[TASK DESCRIPTION]:
For the entries below, print exactly the lines between the line holding "of the pink" and the line holding "column 724, row 116", inclusive, and nothing else.

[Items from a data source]
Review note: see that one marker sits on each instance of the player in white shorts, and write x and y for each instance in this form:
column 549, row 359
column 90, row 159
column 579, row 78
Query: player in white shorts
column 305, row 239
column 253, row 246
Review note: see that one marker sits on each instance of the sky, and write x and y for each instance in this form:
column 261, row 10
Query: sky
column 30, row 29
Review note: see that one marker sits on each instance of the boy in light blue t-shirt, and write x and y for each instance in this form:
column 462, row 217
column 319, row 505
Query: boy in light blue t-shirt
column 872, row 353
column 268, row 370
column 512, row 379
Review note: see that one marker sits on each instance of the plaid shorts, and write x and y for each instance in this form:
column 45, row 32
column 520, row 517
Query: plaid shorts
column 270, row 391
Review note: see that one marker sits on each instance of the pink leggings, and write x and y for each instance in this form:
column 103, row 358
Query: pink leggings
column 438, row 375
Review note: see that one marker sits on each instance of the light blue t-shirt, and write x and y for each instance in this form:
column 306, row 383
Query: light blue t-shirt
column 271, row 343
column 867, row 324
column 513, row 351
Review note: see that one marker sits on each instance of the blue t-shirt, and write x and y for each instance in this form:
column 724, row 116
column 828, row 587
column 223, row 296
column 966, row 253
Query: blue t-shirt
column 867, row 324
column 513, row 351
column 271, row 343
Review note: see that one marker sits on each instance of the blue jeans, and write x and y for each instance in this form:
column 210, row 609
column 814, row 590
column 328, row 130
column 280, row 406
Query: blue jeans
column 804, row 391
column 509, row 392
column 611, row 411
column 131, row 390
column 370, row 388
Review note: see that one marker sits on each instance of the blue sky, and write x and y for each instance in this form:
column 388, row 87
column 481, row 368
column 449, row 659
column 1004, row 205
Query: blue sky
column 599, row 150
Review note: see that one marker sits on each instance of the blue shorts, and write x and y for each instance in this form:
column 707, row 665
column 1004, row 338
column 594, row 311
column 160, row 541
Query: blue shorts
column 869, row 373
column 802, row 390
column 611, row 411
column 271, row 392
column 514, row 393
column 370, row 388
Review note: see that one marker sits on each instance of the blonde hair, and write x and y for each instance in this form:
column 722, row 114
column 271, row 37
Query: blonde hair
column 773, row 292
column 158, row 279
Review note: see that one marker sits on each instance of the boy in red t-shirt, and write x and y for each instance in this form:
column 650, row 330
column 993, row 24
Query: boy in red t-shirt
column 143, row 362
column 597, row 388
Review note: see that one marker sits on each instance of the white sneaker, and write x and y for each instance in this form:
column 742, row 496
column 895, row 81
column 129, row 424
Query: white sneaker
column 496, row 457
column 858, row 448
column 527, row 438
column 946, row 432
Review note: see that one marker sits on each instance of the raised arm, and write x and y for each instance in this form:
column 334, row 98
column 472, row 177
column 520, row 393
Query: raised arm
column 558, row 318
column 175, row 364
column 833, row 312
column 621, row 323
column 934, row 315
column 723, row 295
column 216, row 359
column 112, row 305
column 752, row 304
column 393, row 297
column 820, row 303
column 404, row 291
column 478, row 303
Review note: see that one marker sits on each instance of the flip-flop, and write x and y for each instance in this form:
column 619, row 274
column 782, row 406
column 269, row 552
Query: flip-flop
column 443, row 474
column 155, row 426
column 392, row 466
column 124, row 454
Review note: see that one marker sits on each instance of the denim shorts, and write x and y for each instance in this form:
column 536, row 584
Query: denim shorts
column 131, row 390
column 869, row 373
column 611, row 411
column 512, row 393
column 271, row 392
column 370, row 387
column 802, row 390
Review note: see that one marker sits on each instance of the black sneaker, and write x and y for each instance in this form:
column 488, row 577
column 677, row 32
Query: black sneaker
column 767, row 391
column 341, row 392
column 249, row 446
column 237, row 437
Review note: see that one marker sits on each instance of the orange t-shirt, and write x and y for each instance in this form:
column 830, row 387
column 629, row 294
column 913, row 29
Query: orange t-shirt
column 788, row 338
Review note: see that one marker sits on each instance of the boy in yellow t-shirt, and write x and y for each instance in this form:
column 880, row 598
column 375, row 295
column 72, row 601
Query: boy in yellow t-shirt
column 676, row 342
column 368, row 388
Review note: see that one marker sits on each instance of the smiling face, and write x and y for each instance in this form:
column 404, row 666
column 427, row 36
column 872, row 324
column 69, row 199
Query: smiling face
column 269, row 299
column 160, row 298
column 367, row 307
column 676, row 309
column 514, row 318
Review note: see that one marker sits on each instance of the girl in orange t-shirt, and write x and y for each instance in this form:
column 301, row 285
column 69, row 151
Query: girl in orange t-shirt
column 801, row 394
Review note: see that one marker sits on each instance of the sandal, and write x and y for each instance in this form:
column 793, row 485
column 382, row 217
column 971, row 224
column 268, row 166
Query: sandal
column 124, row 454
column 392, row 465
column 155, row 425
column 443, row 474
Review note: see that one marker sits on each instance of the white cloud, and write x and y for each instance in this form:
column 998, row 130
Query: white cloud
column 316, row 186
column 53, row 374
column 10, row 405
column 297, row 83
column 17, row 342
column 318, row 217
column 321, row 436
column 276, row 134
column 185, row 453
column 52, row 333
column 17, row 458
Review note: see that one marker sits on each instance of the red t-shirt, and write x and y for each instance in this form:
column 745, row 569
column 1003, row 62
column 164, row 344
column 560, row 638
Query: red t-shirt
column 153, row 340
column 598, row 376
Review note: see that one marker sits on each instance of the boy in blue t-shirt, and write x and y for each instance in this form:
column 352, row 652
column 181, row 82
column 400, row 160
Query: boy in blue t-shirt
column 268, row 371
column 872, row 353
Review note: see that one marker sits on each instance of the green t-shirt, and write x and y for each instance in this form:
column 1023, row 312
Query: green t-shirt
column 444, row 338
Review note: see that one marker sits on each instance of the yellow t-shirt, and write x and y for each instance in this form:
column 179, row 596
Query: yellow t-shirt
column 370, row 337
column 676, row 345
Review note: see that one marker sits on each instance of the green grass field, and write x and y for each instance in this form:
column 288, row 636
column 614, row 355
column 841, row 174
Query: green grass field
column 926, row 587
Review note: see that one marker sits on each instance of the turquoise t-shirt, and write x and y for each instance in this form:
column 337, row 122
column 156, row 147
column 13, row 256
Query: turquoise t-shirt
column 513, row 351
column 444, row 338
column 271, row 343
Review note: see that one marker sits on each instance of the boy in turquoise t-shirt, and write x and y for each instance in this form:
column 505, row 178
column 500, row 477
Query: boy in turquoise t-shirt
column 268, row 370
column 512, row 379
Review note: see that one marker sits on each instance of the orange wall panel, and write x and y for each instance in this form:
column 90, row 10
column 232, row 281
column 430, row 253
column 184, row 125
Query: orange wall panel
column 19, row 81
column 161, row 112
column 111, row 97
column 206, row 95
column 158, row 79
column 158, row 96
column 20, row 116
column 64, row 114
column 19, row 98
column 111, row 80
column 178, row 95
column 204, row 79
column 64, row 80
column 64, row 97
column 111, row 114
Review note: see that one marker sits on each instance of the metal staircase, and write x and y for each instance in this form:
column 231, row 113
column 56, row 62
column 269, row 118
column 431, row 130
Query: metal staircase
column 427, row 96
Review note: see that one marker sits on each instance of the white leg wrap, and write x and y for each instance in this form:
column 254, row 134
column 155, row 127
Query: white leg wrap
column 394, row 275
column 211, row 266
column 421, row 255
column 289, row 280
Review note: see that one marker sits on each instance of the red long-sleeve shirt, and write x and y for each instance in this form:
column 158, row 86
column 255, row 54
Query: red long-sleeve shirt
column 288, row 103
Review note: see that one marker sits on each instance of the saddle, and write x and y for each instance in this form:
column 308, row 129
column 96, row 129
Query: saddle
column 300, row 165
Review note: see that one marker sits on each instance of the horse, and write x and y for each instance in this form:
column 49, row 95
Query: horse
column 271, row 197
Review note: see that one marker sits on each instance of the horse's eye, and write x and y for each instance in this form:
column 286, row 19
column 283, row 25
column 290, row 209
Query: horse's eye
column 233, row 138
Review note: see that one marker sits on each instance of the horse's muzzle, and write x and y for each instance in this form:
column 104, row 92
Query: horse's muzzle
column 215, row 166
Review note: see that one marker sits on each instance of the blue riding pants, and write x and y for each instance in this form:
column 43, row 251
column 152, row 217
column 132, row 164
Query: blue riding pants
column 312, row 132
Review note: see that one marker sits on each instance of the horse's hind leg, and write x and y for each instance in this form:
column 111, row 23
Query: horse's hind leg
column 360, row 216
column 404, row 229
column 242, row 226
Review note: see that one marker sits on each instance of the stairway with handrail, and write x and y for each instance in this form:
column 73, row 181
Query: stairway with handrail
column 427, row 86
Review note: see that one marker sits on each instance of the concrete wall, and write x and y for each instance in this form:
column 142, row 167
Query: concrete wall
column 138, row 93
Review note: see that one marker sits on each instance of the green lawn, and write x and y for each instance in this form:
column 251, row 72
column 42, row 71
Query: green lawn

[RESPONSE TO THIS EXERCISE]:
Review note: see that one marker sits on each instance of the pink leggings, and write x and y for each instance in this form:
column 103, row 358
Query: pink leggings
column 438, row 375
Review note: see that one marker sits on each instance of the light blue t-shirt, and write x and y for each instance in this form:
column 306, row 383
Query: light blue t-shirt
column 271, row 343
column 867, row 324
column 513, row 351
Review note: see that one marker sits on each instance of the blue t-shirt, and write x and y for each instance in this form:
column 724, row 116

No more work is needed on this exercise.